[Given entries Boundary: Start]

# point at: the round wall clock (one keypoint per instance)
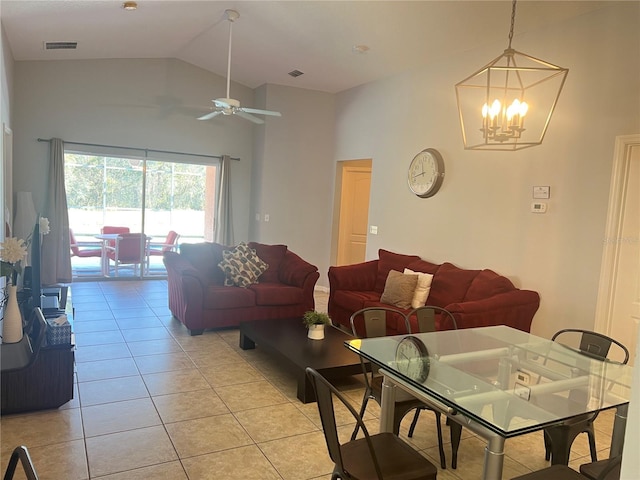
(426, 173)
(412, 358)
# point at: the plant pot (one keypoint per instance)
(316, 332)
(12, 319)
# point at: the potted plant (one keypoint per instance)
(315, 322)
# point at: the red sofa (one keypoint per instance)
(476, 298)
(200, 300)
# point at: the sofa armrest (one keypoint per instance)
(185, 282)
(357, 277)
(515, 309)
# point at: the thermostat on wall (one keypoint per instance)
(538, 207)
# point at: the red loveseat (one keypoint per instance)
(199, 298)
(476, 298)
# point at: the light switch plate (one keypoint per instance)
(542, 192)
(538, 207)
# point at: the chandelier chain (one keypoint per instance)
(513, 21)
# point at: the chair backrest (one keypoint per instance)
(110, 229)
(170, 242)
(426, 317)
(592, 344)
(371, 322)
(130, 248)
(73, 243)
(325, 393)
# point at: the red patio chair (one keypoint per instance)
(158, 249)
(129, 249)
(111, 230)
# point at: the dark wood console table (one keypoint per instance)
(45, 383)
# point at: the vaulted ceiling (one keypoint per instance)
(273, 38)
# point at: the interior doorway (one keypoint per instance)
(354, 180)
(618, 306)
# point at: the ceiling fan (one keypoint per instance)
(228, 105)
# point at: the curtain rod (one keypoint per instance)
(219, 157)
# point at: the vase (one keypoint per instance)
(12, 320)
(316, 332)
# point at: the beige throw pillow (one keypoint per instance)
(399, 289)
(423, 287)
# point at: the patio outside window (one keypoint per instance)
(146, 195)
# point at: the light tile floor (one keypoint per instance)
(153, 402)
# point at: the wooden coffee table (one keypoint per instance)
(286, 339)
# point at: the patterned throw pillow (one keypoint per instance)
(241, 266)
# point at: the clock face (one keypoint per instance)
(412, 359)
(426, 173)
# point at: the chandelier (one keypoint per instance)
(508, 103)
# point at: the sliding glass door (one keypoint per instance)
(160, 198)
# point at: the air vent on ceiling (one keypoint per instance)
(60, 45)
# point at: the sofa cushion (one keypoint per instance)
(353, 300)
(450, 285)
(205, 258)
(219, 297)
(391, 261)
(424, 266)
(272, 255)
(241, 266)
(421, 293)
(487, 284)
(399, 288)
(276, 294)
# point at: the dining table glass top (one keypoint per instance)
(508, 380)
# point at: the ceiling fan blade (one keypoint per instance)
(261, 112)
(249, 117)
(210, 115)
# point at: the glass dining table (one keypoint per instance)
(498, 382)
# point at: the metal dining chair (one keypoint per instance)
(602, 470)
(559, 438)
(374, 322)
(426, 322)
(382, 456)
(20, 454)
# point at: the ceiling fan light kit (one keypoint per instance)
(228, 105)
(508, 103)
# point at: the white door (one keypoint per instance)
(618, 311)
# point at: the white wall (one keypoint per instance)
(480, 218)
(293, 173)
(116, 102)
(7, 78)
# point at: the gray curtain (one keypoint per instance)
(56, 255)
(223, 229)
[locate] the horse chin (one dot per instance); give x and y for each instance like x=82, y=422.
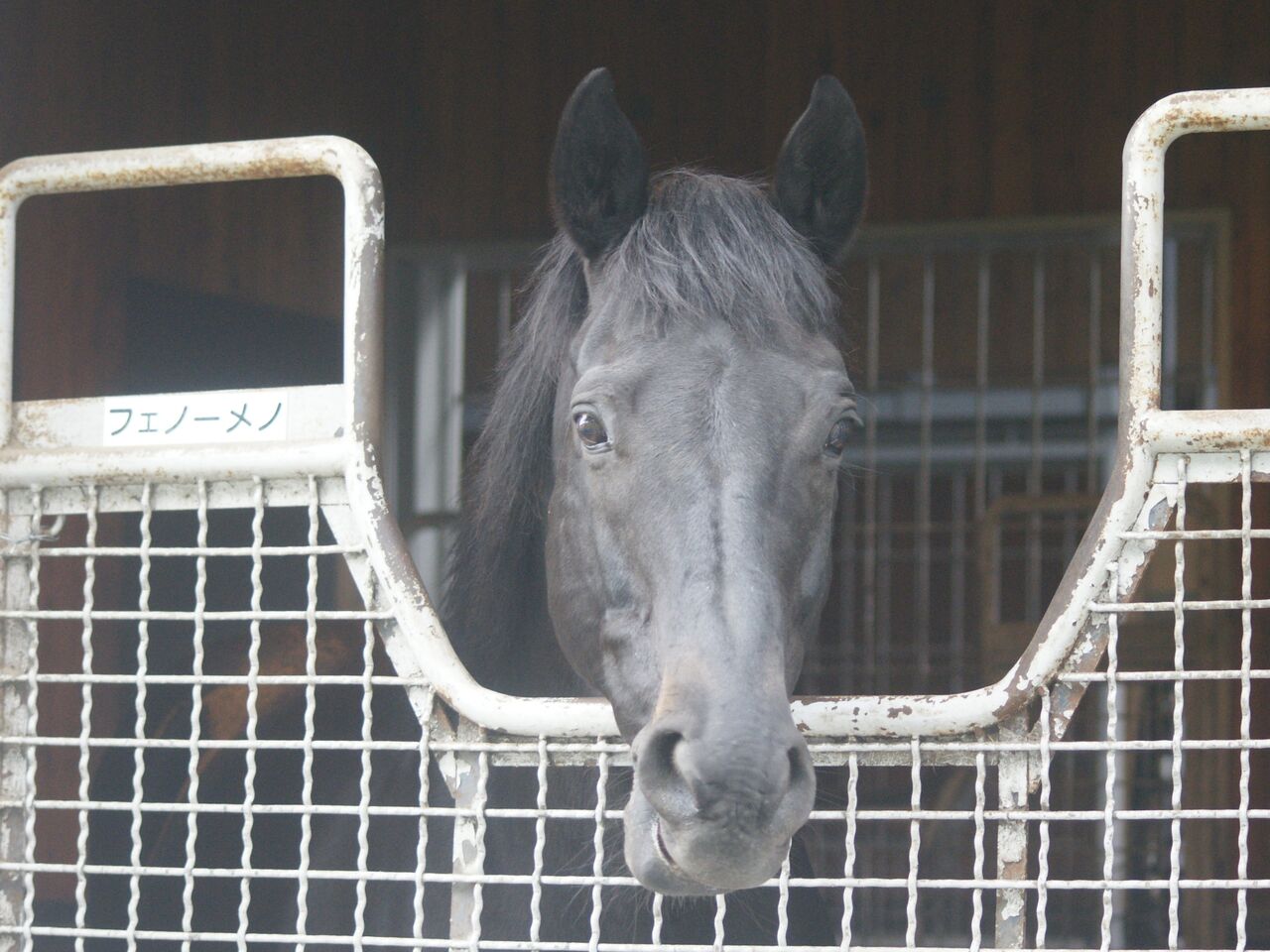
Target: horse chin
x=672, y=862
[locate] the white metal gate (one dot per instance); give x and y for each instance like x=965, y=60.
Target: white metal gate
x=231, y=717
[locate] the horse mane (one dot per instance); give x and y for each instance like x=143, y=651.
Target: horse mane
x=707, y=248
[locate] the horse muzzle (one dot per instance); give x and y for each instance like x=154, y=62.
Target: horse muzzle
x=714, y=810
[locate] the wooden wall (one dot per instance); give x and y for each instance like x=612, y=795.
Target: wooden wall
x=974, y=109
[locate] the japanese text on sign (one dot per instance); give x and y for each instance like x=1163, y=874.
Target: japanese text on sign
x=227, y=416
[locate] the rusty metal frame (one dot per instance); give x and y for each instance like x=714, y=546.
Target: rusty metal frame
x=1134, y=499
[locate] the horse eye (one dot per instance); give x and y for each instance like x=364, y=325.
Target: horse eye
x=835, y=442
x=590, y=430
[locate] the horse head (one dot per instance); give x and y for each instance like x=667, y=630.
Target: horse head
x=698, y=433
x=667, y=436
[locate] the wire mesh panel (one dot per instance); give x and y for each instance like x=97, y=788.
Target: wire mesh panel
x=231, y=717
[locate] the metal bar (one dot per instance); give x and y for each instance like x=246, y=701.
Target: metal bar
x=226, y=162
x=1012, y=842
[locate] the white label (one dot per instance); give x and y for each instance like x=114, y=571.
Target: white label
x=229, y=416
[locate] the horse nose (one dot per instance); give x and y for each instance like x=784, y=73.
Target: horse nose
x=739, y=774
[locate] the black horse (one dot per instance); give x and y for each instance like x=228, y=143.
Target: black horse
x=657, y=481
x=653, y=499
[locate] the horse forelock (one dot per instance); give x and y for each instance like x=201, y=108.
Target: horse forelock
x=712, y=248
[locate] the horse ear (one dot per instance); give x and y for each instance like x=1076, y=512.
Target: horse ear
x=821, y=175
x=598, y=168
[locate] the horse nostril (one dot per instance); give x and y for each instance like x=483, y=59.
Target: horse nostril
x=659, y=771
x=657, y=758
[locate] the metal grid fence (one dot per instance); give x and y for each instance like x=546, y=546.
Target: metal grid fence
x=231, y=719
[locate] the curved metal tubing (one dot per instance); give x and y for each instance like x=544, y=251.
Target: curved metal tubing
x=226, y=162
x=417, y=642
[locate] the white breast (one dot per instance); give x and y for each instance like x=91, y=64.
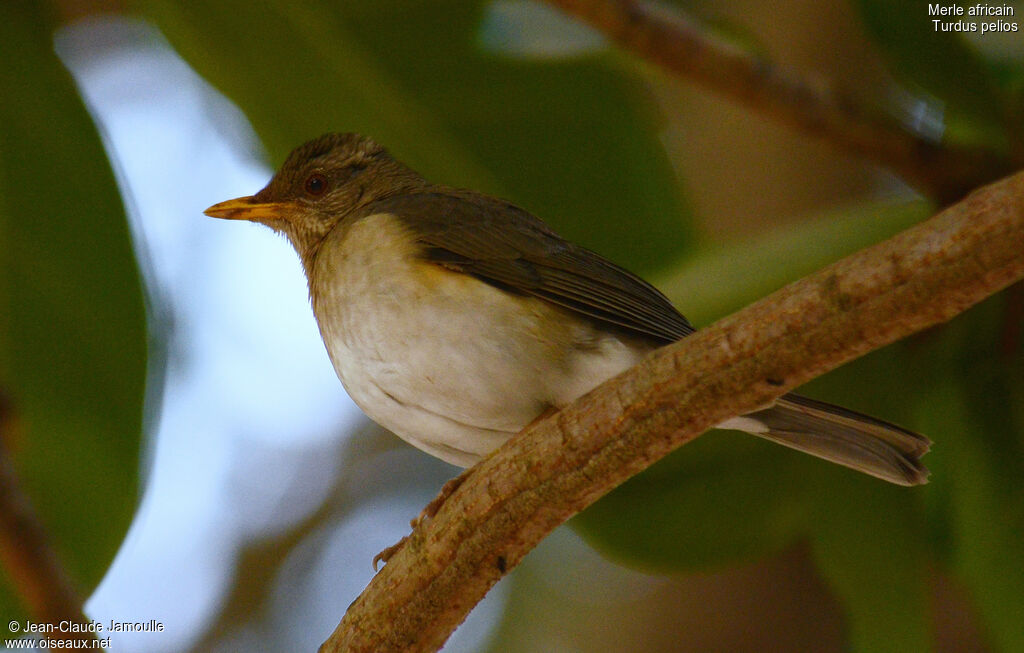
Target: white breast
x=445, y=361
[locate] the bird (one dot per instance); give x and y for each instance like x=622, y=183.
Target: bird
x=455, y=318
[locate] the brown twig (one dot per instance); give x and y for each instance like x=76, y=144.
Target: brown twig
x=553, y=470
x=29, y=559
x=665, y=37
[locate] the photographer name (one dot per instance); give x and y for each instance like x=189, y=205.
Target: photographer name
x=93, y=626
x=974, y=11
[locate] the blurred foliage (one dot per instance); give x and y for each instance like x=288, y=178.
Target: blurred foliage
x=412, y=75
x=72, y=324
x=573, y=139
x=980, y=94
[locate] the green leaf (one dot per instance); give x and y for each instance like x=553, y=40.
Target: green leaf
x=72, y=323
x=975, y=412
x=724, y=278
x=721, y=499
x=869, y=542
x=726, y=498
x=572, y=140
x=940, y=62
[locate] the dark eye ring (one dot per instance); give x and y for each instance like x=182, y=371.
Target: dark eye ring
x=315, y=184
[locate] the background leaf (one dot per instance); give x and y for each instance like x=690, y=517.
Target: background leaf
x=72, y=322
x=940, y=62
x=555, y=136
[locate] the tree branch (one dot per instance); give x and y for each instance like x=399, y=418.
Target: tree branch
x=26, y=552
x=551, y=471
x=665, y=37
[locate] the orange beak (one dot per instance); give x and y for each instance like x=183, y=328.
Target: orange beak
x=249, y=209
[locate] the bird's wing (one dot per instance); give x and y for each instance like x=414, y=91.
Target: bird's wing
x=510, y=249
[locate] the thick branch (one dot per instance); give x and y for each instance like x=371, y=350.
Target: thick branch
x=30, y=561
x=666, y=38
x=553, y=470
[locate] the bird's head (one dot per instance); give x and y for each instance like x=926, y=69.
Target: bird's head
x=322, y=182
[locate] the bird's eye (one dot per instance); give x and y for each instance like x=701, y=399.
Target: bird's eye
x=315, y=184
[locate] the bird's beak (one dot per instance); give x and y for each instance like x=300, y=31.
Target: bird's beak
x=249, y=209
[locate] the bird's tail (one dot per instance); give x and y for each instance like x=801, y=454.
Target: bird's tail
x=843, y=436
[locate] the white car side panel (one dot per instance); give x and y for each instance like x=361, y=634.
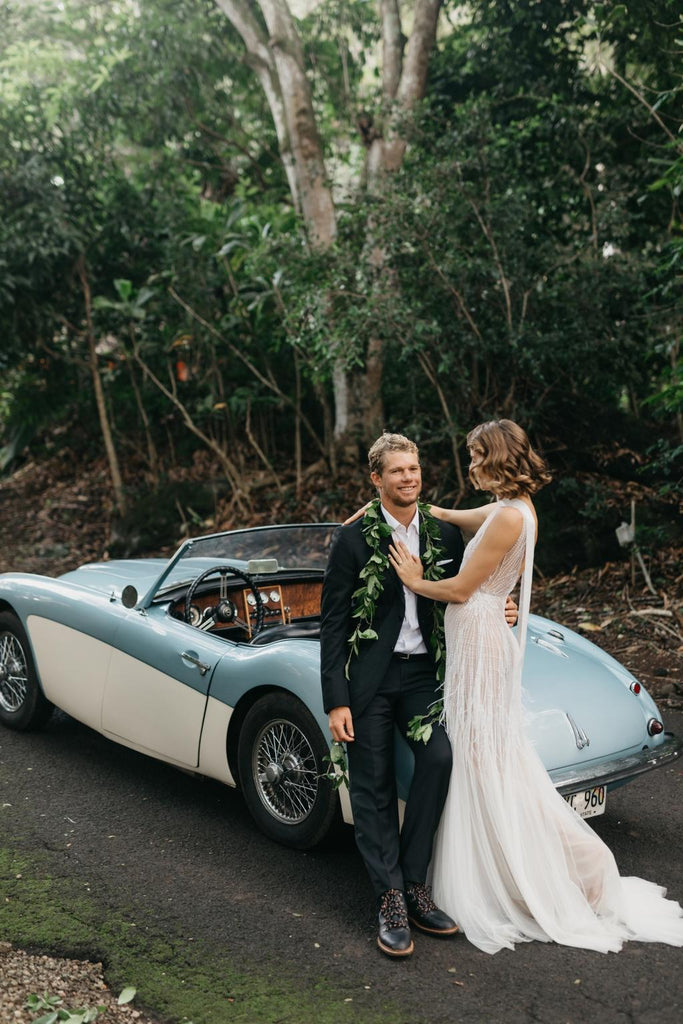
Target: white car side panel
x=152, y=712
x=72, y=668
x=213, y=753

[Given entries Boundary: End]

What is needed is an exact copy of the entries, without any images.

Task response.
# point at: the round wall clock (one keypoint per instance)
(426, 173)
(412, 358)
# point at: the plant pot (one keypoint per instance)
(316, 332)
(12, 319)
# point at: the potted plant (one keypoint per instance)
(315, 322)
# point at: the red sofa (one keypoint per instance)
(476, 298)
(200, 300)
# point at: the sofa armrest (one keypoint per instance)
(185, 282)
(357, 277)
(515, 309)
# point at: the thermostat on wall (one keypoint per instance)
(538, 207)
# point at: the red loveseat (one keypoint per instance)
(199, 298)
(476, 298)
# point at: the light switch plate (one keypoint per instance)
(542, 192)
(538, 207)
# point at: the chandelier chain (one keypoint per instance)
(513, 21)
# point at: the chair backrest (one keypoint per instance)
(110, 229)
(170, 242)
(426, 317)
(592, 344)
(371, 322)
(130, 248)
(73, 243)
(325, 393)
# point at: the red patio chair (one keypoint per instance)
(158, 249)
(129, 249)
(111, 230)
# point at: the dark wood console table (one keypoint per instance)
(45, 383)
# point at: the vaulted ceiling (one keypoint per instance)
(273, 38)
# point at: the interior doorway (one keypoint per instance)
(354, 180)
(618, 306)
# point at: the ceiling fan (one keypoint per instance)
(228, 105)
# point at: the curtain rod (one keypoint per instance)
(219, 157)
# point at: the vase (one keypoint per instance)
(12, 320)
(316, 332)
# point at: the beige throw pillow (one keypoint per instance)
(399, 289)
(423, 287)
# point at: the patio outside window (one keypoint per instance)
(146, 195)
# point at: the light tile floor (one keypoint per instance)
(153, 402)
# point at: the wooden coffee table (one keypoint per instance)
(286, 339)
# point at: the patterned throw pillow (one keypoint per instance)
(241, 266)
# point at: the clock face (one keypoint per instance)
(412, 359)
(426, 173)
# point at: the chandelier (one keypoint per instance)
(508, 103)
# point at: the sliding glass door (one keypoint per instance)
(160, 198)
# point at: the air vent on ceiling (one keypoint per instance)
(60, 45)
# point at: the sofa cushion (one keypoint per instance)
(353, 300)
(450, 285)
(205, 258)
(219, 297)
(391, 261)
(424, 266)
(272, 255)
(241, 266)
(421, 293)
(487, 284)
(399, 288)
(276, 294)
# point at: the dining table glass top (one keypoint per instance)
(508, 380)
# point at: the ceiling fan blade (one keypoint per instance)
(261, 112)
(249, 117)
(210, 115)
# point at: the glass dining table (one keypoint per instance)
(498, 382)
# point at: the metal dining chair (one keypoint per instance)
(602, 470)
(559, 438)
(374, 322)
(426, 322)
(382, 456)
(20, 454)
# point at: the ceiling fan light kit (one keypoint per instance)
(228, 105)
(508, 103)
# point at: the white door (one keypoint per instance)
(618, 311)
# point at: the white wall (one keypoint per instance)
(480, 218)
(293, 173)
(116, 102)
(7, 78)
# point at: the gray curtain (one keypoint per instance)
(56, 255)
(223, 229)
[locate] the horse chin (one dot per instance); give x and y for each instance like x=82, y=422.
Target: horse chin
x=672, y=862
[locate] the white metal gate (one dot per instance); give x and y for each instance like x=965, y=60.
Target: white metal gate
x=231, y=717
[locate] the horse mane (one dot per instance); give x and y for each instance like x=143, y=651.
Target: horse mane
x=707, y=248
[locate] the horse muzzle (one dot per instance); give x and y for each instance like x=154, y=62.
Target: horse muzzle
x=714, y=810
[locate] the wooden wall (one dot per instance); give x and y for each instance like x=612, y=795.
Target: wooden wall
x=974, y=109
[locate] the japanese text on sign (one dot per instance); give x and y for each instance like x=1163, y=874.
Target: japanese text on sign
x=227, y=416
[locate] the rusty metal frame (one dot per instance); give x and y for each instance like x=714, y=546.
Target: rusty metal frame
x=1134, y=499
[locate] the horse eye (one dot per instance); give x and y for each instance like x=364, y=325.
Target: horse eye
x=835, y=442
x=590, y=430
[locate] the horse head (one dot per instance); give x and y for each instance like x=667, y=630.
Target: horse head
x=698, y=433
x=667, y=436
[locate] the wire mesh panel (one dot per instance); give x and y for each instance like x=97, y=788.
Target: wire mesh panel
x=231, y=717
[locate] the metal bar (one dot per instance); give x and y for each instance like x=246, y=701.
Target: metal bar
x=226, y=162
x=1012, y=842
[locate] the white label (one dot per instance); give x and y for each instance like x=114, y=571.
Target: white label
x=229, y=416
[locate] the horse nose (one dot per instance); give x and y for each instance like x=784, y=73.
Target: horse nose
x=739, y=774
[locate] the black horse (one dot per instance); give x and y for each instance like x=228, y=143.
Target: black horse
x=657, y=481
x=653, y=499
[locate] the horse forelock (one dot per instance); give x and y for each instance like x=201, y=108.
Target: horse forelock
x=712, y=248
[locate] the horse ear (one dot per instance); give x and y for each instance like x=1076, y=512.
Target: horse ear
x=821, y=175
x=598, y=168
[locate] the horse nostril (one dot per instance); give x and y for each instance like x=483, y=59.
Target: horse nostril
x=659, y=771
x=657, y=758
[locate] the metal grid fence (one dot per instance); give x and y for each instance like x=546, y=546.
Target: metal grid fence
x=231, y=719
[locate] the curved metal tubing (one dot per instance); give x and y for each instance like x=544, y=251.
Target: curved metal tubing
x=226, y=162
x=417, y=642
[locate] the white breast (one dot per instance); give x and y for each instance like x=91, y=64.
Target: white breast
x=445, y=361
[locate] the bird (one dot per instance); give x and y for each instance like x=622, y=183.
Target: bird
x=455, y=318
[locate] the brown twig (one dot per instance); give x and y for each instance like x=76, y=144.
Target: brown twig
x=553, y=470
x=29, y=559
x=665, y=37
[locate] the photographer name (one dot per instance); give x and y for each instance like x=189, y=205.
Target: photographer name
x=93, y=626
x=974, y=11
[locate] the blurred foliage (one dot per instance); give x and y for each instance like x=288, y=178.
Target: blurred foliage
x=412, y=75
x=72, y=324
x=573, y=139
x=980, y=94
[locate] the green leaf (one dot per instance); give x and y for each instance like x=553, y=40.
Target: green leaf
x=72, y=323
x=975, y=412
x=724, y=278
x=721, y=499
x=869, y=542
x=726, y=498
x=572, y=140
x=940, y=62
[locate] the dark eye ring (one dot per instance); give x and y for each instance like x=182, y=371.
Target: dark eye ring
x=315, y=184
[locate] the background leaf (one dot per instance); give x and y for each instance like x=690, y=517.
Target: background leaf
x=72, y=322
x=940, y=62
x=555, y=136
[locate] the tree branch (one dot per instance); give x and y for each instance like x=399, y=418.
Target: tree branch
x=26, y=552
x=551, y=471
x=665, y=37
[locate] the orange beak (one dot per instance); give x and y for each instance like x=183, y=328.
Target: orange beak
x=249, y=209
[locate] the bird's wing (one dot per instance); give x and y for each instance like x=414, y=91.
Target: bird's wing
x=510, y=249
[locate] the thick branch (one dot per instance); give x and y for each instance like x=371, y=350.
Target: thick branch
x=30, y=561
x=666, y=38
x=553, y=470
[locate] the bird's head (one dot per instance); give x and y for each instance like x=926, y=69.
Target: bird's head
x=322, y=182
[locate] the bird's eye (one dot per instance); give x and y for each instance like x=701, y=399.
Target: bird's eye
x=315, y=184
[locate] the bird's beak (one dot per instance); give x and y for each instance like x=300, y=31.
Target: bird's beak
x=249, y=209
[locate] the bird's tail (one dot per instance); give x and y for each instance like x=801, y=454.
Target: bird's tail
x=843, y=436
[locate] the white car side panel (one dot per instance); give x and y for each instance like x=361, y=634.
Target: white car side panel
x=152, y=712
x=72, y=668
x=213, y=753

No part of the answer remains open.